Directive A —
For each statement, say whether it agrees with the passage on Lieberman's return to the Senate chamber. Answer yes or no, and quote the words of the passage that decide it. (i) Lieberman had lost his Democratic primary the month before. (ii) Christopher Dodd refused to shake Lieberman's hand. (iii) Susan Collins promised to campaign for Lieberman in Connecticut.
Directive B —
Resume the passage on Lieberman's return to the Senate chamber, starting after its final sentence.

-------- Page extract

Posted on 09/07/2006 4:04:25 AM PDT by libstripper
You could feel the temperature drop as Sen. Joseph Lieberman of Connecticut entered the Senate chamber yesterday for the first time since he lost his Democratic primary last month and became an independent candidate.
Democratic leaders Richard Durbin (Ill.) and Charles Schumer (N.Y.) kept a safe distance. Christopher Dodd (Conn.) gave him a perfunctory handshake. Harry Reid (Nev.), the minority leader, turned his back; when Lieberman approached, Reid indulged him in a quick handshake then quickly busied himself in another conversation.
Republican Susan Collins (Maine), spying Lieberman alone in the center aisle, rushed over with a hug and a kiss -- and a pledge to campaign for him in Connecticut. Could she feel the daggers in his back when she hugged him? Collins chuckled. "I told him I'm going to get him a dog named Harry," she told reporters later.

----------------
-------- Entries shown

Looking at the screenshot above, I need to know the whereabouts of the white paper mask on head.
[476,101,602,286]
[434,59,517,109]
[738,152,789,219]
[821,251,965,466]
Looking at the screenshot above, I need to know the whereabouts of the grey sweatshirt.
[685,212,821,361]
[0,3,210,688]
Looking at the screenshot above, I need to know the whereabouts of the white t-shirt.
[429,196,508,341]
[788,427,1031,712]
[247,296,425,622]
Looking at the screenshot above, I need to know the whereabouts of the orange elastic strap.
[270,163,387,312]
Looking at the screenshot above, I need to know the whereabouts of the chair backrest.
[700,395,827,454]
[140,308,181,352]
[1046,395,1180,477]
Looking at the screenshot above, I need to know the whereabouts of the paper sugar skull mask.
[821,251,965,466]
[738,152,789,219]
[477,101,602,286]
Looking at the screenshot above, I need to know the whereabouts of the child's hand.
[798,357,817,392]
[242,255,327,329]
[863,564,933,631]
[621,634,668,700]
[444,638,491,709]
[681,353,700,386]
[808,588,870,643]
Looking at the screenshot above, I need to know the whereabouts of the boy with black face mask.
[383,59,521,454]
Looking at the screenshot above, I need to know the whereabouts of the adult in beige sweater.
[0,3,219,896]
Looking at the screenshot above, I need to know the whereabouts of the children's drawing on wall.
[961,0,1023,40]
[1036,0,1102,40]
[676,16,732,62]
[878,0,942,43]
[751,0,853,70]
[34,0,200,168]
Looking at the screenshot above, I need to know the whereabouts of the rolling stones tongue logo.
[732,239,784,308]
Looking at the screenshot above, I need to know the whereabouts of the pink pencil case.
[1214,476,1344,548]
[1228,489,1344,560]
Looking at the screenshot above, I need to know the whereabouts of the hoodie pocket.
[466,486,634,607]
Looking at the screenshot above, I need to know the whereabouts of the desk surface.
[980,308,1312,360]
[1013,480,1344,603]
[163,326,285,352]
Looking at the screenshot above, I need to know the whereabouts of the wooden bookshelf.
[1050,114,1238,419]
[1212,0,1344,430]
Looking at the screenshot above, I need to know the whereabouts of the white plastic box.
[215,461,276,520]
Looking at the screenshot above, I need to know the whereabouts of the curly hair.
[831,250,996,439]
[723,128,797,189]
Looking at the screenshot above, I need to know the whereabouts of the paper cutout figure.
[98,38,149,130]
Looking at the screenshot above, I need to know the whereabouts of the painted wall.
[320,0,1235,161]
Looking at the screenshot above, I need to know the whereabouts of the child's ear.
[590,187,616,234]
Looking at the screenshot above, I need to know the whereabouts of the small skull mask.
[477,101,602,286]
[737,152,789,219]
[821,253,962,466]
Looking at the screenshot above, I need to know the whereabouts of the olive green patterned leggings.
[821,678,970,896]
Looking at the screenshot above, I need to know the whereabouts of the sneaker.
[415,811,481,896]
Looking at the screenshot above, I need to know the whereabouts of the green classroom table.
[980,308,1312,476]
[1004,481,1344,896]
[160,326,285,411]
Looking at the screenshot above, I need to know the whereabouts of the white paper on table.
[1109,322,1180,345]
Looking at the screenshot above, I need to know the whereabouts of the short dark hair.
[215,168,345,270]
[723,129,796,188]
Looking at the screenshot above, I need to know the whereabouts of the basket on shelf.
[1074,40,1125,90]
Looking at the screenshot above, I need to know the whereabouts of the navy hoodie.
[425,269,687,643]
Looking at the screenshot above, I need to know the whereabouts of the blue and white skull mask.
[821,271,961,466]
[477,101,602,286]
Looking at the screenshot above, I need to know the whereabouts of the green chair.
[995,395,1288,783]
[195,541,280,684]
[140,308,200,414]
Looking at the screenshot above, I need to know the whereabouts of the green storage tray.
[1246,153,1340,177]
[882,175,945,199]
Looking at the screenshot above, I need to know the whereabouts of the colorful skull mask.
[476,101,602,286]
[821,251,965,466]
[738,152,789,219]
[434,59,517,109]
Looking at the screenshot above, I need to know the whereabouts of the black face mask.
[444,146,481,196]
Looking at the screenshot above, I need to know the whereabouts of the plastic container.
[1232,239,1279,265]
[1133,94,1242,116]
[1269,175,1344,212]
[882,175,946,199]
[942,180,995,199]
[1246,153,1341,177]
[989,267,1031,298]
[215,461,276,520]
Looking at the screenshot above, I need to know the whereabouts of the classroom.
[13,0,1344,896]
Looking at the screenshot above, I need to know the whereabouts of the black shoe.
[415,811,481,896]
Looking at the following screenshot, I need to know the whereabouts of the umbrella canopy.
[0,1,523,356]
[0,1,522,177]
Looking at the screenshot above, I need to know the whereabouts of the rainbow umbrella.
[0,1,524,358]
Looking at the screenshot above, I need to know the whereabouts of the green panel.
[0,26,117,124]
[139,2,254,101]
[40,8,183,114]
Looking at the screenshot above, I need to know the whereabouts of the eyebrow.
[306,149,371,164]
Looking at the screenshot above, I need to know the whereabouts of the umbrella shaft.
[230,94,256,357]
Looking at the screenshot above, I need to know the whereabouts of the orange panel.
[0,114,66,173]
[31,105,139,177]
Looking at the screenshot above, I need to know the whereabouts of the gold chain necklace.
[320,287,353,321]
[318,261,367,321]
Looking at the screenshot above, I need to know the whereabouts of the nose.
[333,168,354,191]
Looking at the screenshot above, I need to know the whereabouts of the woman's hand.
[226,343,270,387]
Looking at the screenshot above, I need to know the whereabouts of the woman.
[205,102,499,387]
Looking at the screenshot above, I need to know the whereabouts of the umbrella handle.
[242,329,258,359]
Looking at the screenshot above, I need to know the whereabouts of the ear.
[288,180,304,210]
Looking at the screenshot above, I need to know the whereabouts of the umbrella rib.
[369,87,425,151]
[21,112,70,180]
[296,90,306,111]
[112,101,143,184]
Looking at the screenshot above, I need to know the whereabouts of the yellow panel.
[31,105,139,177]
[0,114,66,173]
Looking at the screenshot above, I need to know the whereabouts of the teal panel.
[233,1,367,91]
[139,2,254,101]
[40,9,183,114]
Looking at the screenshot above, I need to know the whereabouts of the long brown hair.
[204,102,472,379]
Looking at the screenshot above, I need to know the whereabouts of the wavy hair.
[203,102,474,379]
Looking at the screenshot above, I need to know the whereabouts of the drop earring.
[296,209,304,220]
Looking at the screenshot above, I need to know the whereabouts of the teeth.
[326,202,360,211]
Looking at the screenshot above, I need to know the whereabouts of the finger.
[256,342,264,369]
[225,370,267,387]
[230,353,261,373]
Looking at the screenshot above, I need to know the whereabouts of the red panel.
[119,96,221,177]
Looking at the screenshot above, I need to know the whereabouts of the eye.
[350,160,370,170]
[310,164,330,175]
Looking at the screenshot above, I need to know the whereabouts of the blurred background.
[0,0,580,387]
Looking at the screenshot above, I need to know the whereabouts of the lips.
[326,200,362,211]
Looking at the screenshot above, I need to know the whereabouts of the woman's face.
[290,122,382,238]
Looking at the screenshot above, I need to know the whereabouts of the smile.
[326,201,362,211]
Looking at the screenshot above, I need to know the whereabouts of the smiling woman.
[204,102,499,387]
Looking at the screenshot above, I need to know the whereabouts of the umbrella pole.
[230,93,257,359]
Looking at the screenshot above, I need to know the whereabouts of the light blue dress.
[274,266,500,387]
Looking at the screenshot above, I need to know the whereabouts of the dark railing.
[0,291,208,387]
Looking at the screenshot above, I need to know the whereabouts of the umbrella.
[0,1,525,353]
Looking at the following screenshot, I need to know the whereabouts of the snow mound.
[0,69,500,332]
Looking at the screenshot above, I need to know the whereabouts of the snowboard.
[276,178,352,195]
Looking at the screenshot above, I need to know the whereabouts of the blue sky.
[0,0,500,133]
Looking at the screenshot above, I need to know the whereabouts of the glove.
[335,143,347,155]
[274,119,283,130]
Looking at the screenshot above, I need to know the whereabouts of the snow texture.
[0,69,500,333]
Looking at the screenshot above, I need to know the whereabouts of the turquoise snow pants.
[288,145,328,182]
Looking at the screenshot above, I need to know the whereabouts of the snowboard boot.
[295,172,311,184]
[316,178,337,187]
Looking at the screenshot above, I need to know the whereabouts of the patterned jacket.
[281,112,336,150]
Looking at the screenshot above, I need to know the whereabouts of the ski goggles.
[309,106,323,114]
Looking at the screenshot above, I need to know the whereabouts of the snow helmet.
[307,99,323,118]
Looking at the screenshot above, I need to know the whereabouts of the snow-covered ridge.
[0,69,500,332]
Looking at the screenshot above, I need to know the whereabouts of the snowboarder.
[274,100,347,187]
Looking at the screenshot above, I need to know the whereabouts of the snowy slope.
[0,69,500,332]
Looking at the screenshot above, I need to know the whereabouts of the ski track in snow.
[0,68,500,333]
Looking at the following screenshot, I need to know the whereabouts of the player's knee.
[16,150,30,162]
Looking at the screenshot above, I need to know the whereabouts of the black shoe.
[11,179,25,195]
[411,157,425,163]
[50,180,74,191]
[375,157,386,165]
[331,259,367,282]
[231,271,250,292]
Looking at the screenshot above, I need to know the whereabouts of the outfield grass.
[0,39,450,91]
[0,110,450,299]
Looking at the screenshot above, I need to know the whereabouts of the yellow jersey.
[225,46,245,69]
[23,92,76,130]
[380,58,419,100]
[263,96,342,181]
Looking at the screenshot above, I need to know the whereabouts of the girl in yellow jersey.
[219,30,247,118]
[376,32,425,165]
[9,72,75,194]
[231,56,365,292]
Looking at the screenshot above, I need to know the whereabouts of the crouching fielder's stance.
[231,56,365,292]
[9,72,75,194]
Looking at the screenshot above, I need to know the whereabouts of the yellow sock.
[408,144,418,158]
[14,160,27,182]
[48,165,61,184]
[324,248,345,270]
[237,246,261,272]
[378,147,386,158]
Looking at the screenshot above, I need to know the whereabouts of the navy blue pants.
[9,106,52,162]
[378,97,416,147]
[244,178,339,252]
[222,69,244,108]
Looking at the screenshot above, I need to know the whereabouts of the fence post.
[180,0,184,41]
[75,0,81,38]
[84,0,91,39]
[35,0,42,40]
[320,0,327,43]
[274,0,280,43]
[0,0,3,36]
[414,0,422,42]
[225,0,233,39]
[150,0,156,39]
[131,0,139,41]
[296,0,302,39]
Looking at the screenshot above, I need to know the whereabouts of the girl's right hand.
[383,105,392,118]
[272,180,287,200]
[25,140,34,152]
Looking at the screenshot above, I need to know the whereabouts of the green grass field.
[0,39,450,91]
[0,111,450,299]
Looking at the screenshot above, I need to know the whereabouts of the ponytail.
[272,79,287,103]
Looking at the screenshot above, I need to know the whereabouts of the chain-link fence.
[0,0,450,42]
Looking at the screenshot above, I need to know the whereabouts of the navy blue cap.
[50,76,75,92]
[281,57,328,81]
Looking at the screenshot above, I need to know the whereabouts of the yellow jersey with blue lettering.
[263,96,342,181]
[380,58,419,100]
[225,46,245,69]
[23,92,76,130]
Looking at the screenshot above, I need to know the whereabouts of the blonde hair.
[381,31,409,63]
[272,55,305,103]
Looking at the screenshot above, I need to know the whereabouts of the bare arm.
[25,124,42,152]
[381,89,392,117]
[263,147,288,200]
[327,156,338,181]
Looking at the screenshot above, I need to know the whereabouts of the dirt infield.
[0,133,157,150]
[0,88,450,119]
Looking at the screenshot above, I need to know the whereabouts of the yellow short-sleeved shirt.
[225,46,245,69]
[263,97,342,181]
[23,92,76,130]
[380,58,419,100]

----------------

Exercise answer A —
(i) Yes: "he lost his Democratic primary last month"
(ii) No: "Christopher Dodd (Conn.) gave him a perfunctory handshake."
(iii) Yes: "a pledge to campaign for him in Connecticut"

Exercise answer B —
Harry Truman's famous adage -- If you want a friend in Washington, get a dog -- has never been truer. After Lieberman was vanquished by antiwar candidate Ned Lamont in last month's primary, 40 of the 45 members of the Senate Democratic caucus abandoned their longtime colleague and their party's former vice presidential nominee. In this town, partisanship is thicker than friendship.
(Excerpt) Read more at washingtonpost.com ...
As soon as he wins he will switch back to the Rat party especially if it gives them charge of the senate.
The dems will rationalize it as a need to move further leftward. Lamont didn't win because he was not liberal and socialist enough. They'll find an even loonier moonbat to put up in the next election.
If I remember correctly, Jumping Jim switched parties in midstream and in doing so, forfeited the Republican majority.
He should have been tarred and feathered.
Surely, you jest.
Count on the dems embracing LIEberman and he giving them a pass for their despicable behaviour towards him.
While the primary win of Lamont over Lieberman gives moveon.org about the only victory it can claim in its sorry history, that Lieberman will likely return to the Senate as an independent is a rather heart-warming irony.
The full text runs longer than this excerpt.